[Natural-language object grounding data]
-*-*-

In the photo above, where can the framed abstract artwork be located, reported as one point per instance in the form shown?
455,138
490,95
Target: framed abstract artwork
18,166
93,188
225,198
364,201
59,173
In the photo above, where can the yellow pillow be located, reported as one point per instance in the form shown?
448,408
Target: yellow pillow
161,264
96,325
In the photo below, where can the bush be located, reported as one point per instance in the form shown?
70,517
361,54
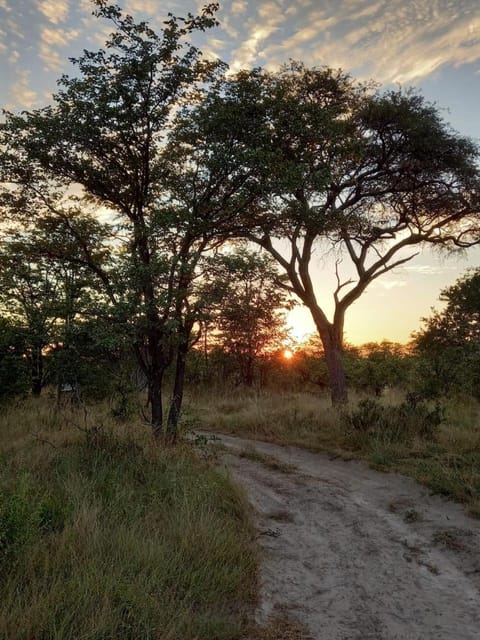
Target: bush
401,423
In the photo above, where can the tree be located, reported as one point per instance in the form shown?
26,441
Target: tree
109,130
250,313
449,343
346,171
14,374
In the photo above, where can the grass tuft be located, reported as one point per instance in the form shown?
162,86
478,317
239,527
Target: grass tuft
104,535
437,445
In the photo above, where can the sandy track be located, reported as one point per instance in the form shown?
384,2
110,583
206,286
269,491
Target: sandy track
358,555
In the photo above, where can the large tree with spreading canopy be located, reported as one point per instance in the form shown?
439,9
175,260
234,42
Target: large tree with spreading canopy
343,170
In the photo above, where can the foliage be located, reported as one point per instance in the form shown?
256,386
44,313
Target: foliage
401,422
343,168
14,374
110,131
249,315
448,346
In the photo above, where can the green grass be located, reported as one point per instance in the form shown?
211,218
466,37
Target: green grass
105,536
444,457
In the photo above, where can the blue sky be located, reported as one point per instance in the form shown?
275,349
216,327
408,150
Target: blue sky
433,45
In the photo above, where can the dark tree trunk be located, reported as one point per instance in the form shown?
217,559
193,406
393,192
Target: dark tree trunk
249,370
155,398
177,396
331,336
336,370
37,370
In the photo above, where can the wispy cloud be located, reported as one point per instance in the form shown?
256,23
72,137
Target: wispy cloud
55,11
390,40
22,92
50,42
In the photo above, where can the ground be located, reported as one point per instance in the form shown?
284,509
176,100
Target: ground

-*-*-

Each line from the one holding "Target: wispy cloud" down to the end of the records above is to be repeated exactly; no other line belongs in the reply.

Target: wispy cloud
55,11
390,40
22,92
50,42
In the photo above, where can the ground be located, reported as one point per instance in the form shown?
284,509
176,100
Target: ground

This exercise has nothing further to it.